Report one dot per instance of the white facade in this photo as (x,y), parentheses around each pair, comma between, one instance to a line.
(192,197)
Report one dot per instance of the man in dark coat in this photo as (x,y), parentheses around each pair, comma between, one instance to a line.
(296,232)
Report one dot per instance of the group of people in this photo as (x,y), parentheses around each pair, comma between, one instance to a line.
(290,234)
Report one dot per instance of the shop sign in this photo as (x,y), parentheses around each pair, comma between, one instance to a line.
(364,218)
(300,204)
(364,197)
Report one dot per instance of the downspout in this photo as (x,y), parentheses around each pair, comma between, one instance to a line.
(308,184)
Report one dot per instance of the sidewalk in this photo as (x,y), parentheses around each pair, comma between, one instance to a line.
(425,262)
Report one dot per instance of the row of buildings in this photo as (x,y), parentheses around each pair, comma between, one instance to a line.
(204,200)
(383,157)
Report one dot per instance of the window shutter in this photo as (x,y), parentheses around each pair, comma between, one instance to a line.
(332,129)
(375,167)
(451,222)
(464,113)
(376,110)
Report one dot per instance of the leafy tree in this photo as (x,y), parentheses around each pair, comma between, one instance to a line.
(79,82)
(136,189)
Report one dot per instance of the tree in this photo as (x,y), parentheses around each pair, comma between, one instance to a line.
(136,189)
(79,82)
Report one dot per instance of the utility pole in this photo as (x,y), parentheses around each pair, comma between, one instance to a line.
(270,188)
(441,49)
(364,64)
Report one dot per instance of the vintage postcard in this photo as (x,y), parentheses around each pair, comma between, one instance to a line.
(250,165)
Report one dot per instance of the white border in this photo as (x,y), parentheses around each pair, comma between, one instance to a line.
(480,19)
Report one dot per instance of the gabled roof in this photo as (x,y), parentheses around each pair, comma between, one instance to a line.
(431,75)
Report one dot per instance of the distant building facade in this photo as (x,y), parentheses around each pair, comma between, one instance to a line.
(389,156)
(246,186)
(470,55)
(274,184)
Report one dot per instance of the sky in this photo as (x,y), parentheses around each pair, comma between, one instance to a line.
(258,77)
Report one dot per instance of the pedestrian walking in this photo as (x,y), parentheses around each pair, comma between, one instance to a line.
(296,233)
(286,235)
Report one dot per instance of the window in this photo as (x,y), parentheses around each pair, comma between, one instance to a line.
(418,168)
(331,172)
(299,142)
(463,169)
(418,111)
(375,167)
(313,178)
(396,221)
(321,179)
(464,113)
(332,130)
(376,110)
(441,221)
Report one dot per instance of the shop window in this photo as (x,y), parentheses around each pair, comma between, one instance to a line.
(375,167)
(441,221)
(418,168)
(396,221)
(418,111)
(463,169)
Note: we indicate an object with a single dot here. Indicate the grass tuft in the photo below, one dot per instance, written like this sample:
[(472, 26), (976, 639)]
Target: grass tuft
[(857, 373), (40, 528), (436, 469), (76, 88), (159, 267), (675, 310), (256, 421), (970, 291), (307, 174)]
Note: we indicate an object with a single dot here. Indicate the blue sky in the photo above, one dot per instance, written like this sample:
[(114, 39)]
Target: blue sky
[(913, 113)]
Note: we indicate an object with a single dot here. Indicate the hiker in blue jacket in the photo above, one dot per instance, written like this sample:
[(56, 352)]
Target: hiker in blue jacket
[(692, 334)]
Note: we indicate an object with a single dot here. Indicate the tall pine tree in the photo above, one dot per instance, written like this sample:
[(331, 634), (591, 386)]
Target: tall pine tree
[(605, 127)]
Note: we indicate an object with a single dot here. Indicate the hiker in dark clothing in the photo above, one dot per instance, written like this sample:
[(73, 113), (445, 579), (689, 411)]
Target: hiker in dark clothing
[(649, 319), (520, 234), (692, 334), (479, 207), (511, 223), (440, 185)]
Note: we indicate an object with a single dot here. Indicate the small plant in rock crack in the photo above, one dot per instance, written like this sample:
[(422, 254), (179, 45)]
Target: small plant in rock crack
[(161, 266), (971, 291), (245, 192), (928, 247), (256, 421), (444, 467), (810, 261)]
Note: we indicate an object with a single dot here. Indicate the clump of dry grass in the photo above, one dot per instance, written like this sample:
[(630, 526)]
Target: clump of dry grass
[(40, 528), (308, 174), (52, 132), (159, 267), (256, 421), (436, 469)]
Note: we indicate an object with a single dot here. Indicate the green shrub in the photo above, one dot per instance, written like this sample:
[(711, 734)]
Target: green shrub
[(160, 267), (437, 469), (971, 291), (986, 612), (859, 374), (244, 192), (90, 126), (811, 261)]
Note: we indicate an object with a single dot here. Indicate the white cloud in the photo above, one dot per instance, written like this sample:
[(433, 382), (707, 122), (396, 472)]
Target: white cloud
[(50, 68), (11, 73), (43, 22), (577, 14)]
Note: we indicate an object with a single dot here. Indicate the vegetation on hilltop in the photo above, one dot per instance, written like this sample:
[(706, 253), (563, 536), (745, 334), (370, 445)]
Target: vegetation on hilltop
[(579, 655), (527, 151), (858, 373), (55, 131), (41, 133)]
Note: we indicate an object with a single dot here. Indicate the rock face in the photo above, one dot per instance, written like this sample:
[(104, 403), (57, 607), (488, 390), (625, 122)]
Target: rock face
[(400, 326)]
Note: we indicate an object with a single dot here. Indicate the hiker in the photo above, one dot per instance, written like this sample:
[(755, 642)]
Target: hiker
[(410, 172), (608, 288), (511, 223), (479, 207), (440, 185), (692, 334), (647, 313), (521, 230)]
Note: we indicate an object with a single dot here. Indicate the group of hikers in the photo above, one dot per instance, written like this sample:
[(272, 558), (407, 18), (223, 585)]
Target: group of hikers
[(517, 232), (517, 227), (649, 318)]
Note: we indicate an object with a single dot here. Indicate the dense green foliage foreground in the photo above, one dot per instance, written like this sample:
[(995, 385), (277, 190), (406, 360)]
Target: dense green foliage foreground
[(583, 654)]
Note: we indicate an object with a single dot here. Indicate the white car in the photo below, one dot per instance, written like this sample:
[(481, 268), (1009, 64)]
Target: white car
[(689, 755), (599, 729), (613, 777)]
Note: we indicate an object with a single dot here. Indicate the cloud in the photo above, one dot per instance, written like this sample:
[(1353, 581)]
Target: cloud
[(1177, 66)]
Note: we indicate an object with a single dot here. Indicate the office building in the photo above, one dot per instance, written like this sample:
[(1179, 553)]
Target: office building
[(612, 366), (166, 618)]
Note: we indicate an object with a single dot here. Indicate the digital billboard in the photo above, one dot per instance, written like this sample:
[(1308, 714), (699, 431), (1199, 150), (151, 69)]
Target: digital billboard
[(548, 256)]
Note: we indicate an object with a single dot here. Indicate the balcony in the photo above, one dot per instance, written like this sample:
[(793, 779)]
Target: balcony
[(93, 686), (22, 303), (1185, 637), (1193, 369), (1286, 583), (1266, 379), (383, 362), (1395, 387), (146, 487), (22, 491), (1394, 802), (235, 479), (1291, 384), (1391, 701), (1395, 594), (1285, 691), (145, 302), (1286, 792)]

WHAT YOU SHOULD DO:
Starting from the records above, filter out all lines except those containing the word "below".

SOLUTION TO THIS PROBLEM:
Note: we indicate an object with a single dot here. Indicate the grass tuft in the photo below, one dot per instance, written like this sample:
Note: we indicate an object with a single dot here. Indicate the white car in the photo below, one dot per instance, written like this sample:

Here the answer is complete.